**EXERCISE DETAILS:**
For the entries below, copy exactly the line that contains "Find tree canopy." through the line that contains "Find chimney pot.", both ends included, and exclude all pictures.

------

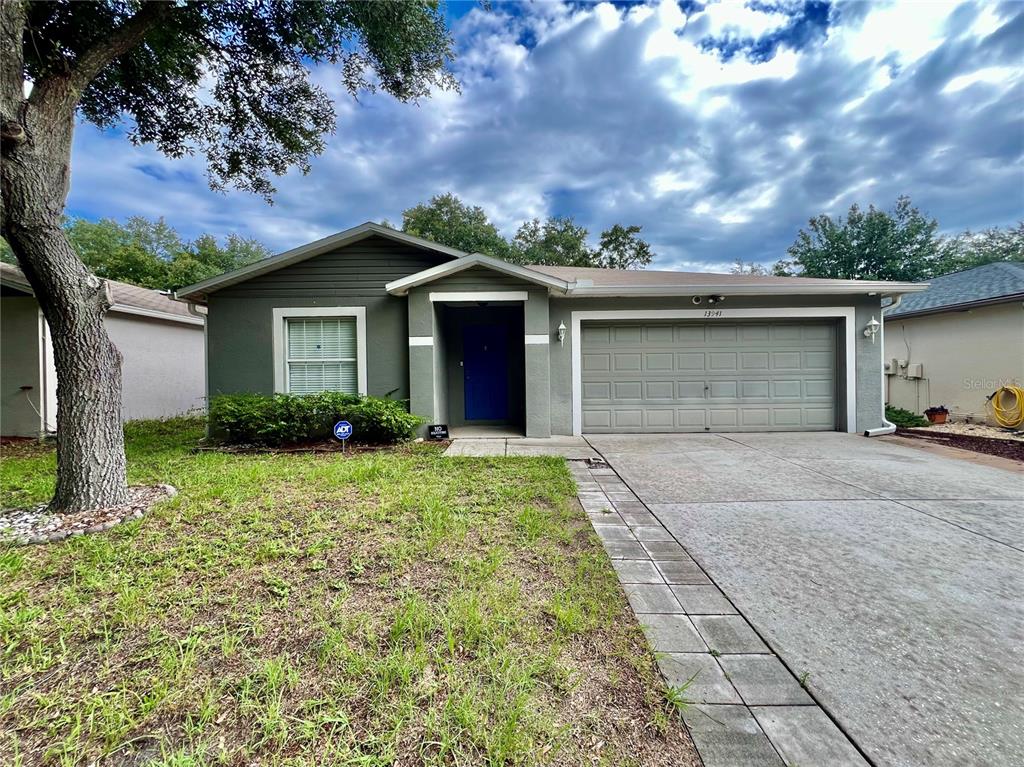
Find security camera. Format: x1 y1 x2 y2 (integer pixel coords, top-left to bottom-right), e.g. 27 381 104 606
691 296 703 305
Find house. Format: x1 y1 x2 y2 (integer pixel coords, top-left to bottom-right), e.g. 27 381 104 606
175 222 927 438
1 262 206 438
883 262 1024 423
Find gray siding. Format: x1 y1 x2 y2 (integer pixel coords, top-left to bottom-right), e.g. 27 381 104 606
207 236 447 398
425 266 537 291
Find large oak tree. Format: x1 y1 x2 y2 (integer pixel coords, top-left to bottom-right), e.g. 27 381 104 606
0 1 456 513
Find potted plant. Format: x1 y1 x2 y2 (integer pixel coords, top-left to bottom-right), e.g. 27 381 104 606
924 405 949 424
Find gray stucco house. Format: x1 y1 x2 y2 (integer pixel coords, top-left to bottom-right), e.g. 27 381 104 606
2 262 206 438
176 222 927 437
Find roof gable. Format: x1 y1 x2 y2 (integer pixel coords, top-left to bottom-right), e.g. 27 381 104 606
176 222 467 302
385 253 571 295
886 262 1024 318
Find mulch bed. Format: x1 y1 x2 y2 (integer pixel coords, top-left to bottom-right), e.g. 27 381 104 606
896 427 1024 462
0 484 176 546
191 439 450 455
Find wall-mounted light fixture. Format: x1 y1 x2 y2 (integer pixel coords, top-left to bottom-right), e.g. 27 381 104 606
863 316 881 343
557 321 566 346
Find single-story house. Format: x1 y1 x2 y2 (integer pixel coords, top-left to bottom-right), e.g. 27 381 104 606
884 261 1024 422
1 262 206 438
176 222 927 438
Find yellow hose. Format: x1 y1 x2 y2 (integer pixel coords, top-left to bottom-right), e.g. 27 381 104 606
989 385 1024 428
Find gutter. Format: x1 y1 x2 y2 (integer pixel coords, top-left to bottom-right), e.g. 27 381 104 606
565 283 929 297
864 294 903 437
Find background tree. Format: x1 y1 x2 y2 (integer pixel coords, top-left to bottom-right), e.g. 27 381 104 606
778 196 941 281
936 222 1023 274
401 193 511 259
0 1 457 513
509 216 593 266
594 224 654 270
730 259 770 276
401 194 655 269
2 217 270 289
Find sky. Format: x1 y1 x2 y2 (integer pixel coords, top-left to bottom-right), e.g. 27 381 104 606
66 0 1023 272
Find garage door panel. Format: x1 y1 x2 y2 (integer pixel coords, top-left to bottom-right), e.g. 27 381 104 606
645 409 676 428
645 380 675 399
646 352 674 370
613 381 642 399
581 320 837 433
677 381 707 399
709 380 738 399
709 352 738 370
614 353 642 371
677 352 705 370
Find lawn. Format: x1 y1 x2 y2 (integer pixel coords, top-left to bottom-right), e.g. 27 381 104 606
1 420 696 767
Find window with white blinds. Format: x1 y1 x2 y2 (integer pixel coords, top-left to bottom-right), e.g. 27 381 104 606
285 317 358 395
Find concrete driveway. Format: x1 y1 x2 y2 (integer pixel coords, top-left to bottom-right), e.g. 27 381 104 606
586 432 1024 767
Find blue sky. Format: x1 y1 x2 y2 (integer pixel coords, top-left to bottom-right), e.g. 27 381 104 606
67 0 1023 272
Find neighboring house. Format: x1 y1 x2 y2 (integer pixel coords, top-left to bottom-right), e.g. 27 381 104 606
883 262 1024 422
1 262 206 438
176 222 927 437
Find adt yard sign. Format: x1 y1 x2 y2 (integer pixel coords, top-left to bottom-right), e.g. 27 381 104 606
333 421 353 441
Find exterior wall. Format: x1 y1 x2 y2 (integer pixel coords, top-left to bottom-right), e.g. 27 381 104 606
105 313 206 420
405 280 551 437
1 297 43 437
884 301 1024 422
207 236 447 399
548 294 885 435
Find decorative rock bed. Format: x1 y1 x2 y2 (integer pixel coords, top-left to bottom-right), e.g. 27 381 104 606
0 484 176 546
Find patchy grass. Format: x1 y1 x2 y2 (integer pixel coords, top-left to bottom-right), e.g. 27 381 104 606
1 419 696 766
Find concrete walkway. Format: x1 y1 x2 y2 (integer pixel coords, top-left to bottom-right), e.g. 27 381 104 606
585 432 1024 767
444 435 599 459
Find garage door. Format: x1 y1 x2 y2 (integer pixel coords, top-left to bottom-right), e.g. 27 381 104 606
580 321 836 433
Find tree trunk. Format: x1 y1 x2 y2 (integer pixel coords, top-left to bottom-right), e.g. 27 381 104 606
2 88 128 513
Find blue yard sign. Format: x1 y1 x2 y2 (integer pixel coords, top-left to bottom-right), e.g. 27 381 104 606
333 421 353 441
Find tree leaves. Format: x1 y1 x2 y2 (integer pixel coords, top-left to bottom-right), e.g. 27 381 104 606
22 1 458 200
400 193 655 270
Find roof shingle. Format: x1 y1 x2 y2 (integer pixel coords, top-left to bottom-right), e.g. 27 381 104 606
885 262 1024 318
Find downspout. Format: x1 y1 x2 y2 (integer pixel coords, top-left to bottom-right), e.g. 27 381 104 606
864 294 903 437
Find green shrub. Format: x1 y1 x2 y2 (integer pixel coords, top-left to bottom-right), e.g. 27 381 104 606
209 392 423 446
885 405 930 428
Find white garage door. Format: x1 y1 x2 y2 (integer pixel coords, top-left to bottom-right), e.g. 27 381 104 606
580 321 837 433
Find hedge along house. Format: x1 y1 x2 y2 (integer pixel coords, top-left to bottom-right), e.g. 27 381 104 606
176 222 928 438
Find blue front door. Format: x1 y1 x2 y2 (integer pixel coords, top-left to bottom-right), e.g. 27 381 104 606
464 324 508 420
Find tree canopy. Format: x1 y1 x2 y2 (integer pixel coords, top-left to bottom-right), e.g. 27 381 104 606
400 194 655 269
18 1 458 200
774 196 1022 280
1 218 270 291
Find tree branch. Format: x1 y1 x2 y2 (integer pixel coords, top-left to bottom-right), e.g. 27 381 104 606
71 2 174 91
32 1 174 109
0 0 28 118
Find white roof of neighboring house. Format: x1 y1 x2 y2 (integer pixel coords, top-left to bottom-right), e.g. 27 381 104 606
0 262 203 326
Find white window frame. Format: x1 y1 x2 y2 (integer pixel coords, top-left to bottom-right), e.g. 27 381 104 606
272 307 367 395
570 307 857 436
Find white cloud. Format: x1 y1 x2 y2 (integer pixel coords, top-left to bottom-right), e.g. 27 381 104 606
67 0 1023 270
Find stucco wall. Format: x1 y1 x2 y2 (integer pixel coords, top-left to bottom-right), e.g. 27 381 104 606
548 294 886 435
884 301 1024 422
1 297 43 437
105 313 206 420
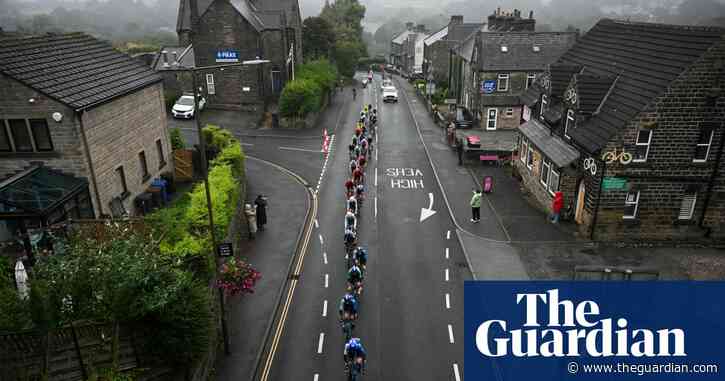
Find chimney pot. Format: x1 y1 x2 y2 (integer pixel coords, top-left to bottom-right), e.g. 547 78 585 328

------

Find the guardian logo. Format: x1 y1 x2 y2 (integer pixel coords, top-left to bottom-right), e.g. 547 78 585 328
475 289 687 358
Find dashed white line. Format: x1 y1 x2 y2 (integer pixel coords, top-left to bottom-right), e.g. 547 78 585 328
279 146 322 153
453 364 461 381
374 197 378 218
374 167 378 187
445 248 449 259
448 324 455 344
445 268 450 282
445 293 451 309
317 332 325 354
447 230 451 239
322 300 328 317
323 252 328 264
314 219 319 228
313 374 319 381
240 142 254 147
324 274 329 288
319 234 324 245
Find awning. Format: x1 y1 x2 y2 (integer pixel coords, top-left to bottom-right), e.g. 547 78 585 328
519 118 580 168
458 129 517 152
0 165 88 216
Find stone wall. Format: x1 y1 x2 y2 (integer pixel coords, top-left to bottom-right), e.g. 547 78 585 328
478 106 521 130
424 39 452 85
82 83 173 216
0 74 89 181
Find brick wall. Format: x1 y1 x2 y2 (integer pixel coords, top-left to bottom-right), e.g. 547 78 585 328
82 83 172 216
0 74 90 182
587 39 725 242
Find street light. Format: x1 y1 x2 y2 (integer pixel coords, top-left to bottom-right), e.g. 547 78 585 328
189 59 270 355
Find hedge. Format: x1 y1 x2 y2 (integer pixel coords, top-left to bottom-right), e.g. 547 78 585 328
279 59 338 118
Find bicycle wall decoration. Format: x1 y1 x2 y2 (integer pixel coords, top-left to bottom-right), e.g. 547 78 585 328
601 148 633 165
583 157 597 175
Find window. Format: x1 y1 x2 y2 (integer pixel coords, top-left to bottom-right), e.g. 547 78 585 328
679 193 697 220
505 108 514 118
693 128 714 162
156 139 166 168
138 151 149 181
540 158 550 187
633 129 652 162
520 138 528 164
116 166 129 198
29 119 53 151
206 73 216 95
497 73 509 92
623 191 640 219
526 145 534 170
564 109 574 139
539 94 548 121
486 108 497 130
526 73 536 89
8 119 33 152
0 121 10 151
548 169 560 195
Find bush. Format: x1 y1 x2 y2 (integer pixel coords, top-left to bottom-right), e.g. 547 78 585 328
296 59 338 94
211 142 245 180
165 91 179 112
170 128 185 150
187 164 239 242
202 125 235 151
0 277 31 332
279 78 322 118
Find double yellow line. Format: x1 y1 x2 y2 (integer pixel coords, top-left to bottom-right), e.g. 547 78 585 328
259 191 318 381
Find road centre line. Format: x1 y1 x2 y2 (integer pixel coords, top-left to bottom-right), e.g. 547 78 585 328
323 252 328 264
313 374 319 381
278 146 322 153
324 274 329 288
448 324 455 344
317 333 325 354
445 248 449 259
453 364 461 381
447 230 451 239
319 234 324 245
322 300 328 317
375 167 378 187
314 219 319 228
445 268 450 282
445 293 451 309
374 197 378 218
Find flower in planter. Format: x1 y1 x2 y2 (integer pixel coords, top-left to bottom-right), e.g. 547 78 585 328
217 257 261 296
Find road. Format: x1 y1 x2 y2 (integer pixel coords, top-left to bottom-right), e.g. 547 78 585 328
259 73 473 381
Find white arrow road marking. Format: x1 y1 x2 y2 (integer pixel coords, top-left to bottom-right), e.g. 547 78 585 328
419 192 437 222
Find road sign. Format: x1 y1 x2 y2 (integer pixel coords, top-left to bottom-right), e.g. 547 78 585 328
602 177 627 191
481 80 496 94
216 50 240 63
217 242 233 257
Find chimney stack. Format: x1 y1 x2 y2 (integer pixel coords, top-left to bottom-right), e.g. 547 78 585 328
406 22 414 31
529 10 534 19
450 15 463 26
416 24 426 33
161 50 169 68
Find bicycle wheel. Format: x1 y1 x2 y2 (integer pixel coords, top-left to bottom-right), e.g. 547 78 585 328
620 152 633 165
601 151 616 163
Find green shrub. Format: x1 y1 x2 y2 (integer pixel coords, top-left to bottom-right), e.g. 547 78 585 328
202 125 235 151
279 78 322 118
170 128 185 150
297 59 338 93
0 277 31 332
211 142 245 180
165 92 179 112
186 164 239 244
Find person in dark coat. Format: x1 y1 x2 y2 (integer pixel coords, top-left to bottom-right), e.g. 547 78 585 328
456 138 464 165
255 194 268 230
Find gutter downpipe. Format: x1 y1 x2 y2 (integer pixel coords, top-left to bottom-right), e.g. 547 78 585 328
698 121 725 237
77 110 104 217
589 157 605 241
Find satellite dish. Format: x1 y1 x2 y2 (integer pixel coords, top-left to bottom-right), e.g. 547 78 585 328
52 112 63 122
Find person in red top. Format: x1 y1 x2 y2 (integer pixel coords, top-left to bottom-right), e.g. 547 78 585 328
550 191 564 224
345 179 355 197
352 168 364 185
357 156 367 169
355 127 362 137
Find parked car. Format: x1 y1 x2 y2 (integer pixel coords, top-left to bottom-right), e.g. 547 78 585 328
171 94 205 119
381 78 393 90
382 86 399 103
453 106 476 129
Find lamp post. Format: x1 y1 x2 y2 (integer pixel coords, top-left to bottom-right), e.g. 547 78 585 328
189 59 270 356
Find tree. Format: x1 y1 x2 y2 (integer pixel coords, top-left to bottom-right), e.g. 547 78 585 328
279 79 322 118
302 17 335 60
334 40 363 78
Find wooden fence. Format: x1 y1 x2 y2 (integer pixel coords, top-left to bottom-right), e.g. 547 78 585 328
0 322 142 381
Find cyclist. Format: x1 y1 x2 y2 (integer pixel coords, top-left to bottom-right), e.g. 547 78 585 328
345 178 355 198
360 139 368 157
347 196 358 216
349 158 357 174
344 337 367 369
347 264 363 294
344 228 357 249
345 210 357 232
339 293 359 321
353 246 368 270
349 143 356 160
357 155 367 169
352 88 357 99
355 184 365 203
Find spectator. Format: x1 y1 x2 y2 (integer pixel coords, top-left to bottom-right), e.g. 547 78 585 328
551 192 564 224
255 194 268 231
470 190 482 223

------

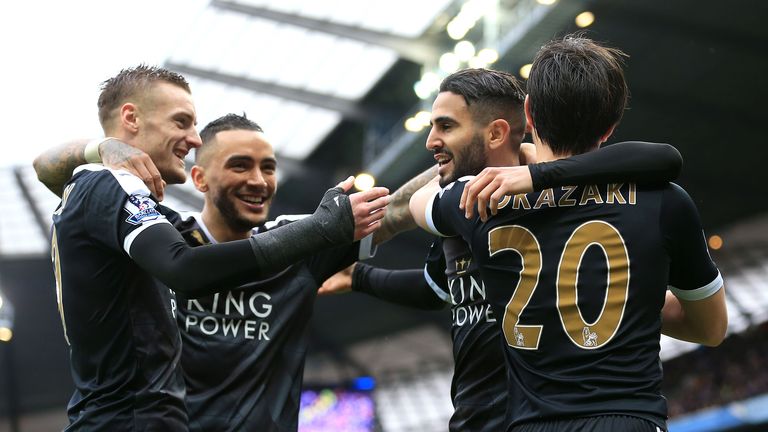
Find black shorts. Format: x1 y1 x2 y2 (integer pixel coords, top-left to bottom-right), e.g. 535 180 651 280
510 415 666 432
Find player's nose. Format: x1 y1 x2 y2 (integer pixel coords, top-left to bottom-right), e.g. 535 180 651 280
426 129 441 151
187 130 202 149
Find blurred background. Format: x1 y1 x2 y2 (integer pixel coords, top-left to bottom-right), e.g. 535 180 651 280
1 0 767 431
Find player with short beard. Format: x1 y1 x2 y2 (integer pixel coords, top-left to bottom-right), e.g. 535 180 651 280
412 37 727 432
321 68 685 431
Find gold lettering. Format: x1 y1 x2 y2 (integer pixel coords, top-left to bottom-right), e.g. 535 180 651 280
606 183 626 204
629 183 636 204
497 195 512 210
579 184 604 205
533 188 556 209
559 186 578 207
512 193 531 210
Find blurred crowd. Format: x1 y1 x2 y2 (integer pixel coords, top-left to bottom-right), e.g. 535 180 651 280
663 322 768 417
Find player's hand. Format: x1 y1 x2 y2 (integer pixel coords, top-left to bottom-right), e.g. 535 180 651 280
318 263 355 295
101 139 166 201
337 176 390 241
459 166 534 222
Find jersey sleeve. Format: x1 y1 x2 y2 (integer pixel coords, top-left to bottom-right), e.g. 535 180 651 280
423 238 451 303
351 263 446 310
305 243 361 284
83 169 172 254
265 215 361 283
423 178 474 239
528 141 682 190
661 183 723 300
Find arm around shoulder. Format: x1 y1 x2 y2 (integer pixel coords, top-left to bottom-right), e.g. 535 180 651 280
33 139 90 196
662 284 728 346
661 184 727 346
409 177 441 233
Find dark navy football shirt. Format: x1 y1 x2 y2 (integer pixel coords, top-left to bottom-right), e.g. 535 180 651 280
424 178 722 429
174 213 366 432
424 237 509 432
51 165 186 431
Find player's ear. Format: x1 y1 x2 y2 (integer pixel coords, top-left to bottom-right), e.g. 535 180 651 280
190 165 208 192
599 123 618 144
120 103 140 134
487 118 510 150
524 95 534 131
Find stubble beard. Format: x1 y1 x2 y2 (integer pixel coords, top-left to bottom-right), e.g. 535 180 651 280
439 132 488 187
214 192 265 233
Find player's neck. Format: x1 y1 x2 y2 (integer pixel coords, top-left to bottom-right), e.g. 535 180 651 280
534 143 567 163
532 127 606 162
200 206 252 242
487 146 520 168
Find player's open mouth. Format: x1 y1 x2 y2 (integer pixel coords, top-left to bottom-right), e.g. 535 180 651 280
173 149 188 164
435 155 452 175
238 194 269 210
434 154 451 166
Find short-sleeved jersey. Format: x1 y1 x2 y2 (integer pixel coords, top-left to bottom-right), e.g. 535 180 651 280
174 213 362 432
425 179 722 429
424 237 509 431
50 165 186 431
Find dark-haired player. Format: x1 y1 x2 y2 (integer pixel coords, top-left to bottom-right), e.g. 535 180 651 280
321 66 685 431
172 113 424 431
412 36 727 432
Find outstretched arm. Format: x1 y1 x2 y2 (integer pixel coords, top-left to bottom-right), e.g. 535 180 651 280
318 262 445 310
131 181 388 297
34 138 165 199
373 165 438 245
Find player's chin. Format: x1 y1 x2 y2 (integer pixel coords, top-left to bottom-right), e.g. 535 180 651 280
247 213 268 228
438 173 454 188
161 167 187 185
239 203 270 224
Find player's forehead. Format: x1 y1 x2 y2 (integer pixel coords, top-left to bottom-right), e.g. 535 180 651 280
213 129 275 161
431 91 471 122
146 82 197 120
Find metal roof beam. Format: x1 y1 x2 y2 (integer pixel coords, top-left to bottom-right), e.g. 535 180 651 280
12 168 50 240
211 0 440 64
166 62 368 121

------

**FINISHED TASK:**
Find tree canopy. Format: x1 y1 x2 y2 (integer pixel coords, top-left to bottom-right), e.g. 27 381 104 606
400 194 655 269
18 1 458 200
774 196 1022 280
1 218 270 291
Find tree branch. Format: x1 y1 x2 y2 (integer pixel coords, top-left to bottom-right), e.g. 27 381 104 606
71 2 174 91
32 1 174 109
0 0 28 118
Find white roof of neighboring house. Format: x1 y1 x2 y2 (integer pixel coords, top-left to bottom-right), e.g. 27 381 104 606
0 262 203 326
Find white window frame. Format: x1 y1 x2 y2 (integer pixel coords, top-left to bottom-right), e.g. 27 381 104 606
272 307 367 395
570 307 857 436
Find white cloud. Format: x1 y1 x2 y2 (integer pixel coords, top-left to bottom-right), e.g. 27 381 104 606
67 0 1023 270
Find stucco wall. Format: x1 y1 x2 y2 (integer pixel coords, top-left to bottom-right), e.g. 27 381 104 606
548 294 886 435
884 301 1024 422
1 297 43 437
105 313 206 420
Find chimney pot. Format: x1 y1 x2 y2 (integer pixel coords, top-left to bottom-right), e.g. 547 78 585 328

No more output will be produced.